» **Working data**:

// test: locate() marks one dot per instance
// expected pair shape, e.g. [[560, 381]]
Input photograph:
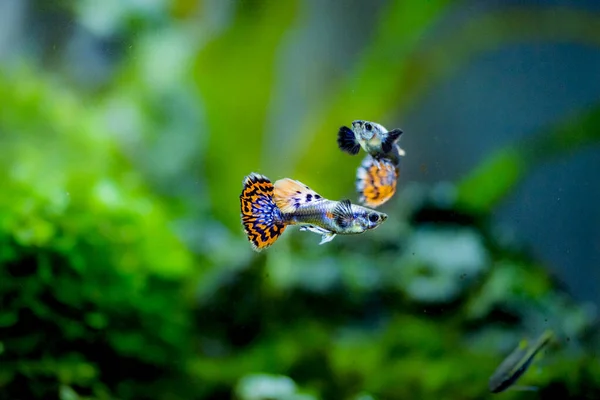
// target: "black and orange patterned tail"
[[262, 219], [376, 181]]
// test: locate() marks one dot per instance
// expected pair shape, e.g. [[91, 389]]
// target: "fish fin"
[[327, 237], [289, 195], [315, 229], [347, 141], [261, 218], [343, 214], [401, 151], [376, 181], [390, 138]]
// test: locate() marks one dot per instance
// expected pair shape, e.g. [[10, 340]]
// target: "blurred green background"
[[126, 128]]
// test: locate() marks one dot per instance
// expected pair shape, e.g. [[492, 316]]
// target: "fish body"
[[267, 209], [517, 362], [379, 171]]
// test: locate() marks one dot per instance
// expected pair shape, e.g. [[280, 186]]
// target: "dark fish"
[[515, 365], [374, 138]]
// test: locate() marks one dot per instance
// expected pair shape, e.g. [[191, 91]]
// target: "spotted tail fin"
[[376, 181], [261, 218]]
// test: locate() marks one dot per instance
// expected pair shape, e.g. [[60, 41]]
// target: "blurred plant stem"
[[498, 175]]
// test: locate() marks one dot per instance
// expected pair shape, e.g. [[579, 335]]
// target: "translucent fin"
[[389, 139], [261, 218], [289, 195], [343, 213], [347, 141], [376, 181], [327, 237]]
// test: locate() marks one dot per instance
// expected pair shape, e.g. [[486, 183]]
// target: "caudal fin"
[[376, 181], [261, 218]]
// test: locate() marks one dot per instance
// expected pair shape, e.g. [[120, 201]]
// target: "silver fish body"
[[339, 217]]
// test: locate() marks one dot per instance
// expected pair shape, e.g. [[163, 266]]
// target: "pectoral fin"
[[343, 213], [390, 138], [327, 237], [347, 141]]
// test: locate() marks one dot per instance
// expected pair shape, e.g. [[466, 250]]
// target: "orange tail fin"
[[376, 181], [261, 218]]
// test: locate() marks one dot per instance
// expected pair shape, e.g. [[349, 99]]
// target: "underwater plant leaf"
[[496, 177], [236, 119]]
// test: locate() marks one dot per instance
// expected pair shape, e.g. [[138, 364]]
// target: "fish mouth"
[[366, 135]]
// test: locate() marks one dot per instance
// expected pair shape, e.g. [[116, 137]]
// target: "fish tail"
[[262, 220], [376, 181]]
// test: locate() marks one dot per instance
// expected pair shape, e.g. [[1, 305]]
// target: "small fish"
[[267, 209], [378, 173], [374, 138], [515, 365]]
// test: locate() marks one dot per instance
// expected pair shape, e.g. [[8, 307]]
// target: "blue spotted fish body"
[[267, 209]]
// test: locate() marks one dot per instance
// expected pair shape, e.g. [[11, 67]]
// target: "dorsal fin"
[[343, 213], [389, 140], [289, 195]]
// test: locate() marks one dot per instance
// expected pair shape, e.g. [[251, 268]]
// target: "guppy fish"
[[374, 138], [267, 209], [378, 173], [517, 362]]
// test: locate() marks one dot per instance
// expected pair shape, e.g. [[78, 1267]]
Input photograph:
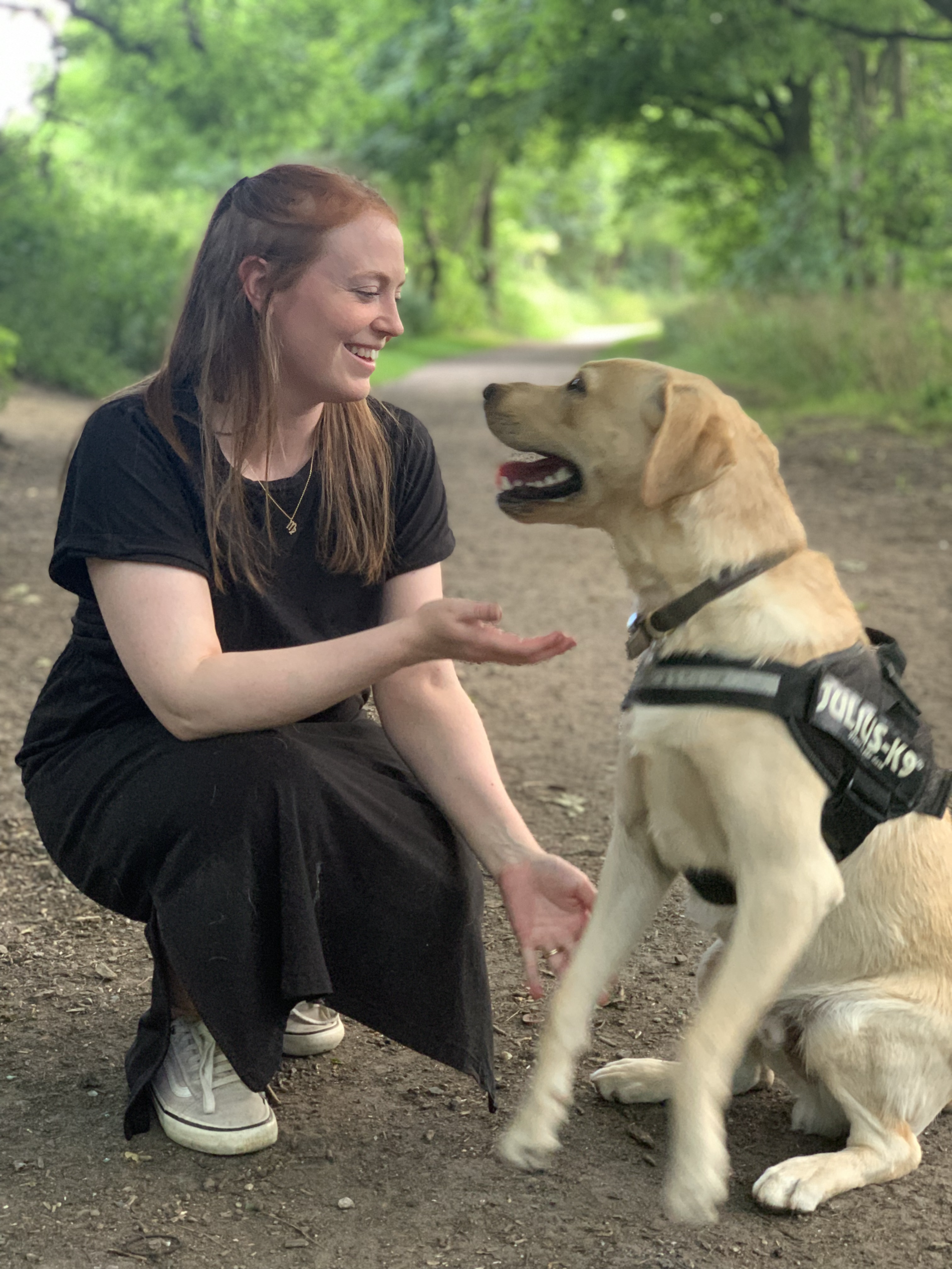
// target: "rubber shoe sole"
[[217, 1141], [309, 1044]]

---

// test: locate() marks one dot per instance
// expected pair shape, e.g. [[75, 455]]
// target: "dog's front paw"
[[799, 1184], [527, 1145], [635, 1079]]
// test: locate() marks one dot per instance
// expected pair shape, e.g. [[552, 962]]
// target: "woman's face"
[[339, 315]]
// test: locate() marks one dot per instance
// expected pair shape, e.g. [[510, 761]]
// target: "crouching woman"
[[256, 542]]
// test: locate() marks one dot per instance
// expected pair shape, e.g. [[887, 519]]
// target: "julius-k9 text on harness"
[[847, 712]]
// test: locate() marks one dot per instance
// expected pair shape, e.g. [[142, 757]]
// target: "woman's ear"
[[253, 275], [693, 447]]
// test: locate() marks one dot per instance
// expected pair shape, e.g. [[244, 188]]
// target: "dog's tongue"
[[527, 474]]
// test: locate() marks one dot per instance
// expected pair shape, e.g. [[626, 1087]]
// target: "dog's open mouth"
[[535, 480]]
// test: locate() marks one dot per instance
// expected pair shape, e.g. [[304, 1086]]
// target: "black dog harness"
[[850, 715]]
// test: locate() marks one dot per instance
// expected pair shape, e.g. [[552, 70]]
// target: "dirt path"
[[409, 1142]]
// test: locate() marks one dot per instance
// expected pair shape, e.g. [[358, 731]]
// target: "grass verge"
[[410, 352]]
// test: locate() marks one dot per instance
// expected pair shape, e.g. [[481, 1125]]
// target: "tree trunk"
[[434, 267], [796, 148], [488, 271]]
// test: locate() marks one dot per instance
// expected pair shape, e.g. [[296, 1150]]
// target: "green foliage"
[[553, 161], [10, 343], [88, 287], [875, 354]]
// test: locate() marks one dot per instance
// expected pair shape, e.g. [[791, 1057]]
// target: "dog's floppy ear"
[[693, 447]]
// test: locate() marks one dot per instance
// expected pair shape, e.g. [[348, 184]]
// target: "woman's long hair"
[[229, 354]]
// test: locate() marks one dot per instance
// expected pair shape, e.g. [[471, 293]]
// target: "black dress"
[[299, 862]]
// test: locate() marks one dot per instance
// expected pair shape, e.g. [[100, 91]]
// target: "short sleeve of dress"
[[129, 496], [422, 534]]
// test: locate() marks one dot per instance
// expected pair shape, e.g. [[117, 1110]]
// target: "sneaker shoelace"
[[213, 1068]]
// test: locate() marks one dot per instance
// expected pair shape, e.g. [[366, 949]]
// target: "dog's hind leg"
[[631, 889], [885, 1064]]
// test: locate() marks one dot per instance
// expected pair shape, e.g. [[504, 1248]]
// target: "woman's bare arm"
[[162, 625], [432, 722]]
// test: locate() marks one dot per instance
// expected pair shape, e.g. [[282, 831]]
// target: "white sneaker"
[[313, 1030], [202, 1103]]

» **To be done**:
From the entries above, extract every line that contains the word "orange" and list those lines in the order they appear.

» **Expected answer**:
// target: "black and orange patterned tail"
// target: "orange tail fin"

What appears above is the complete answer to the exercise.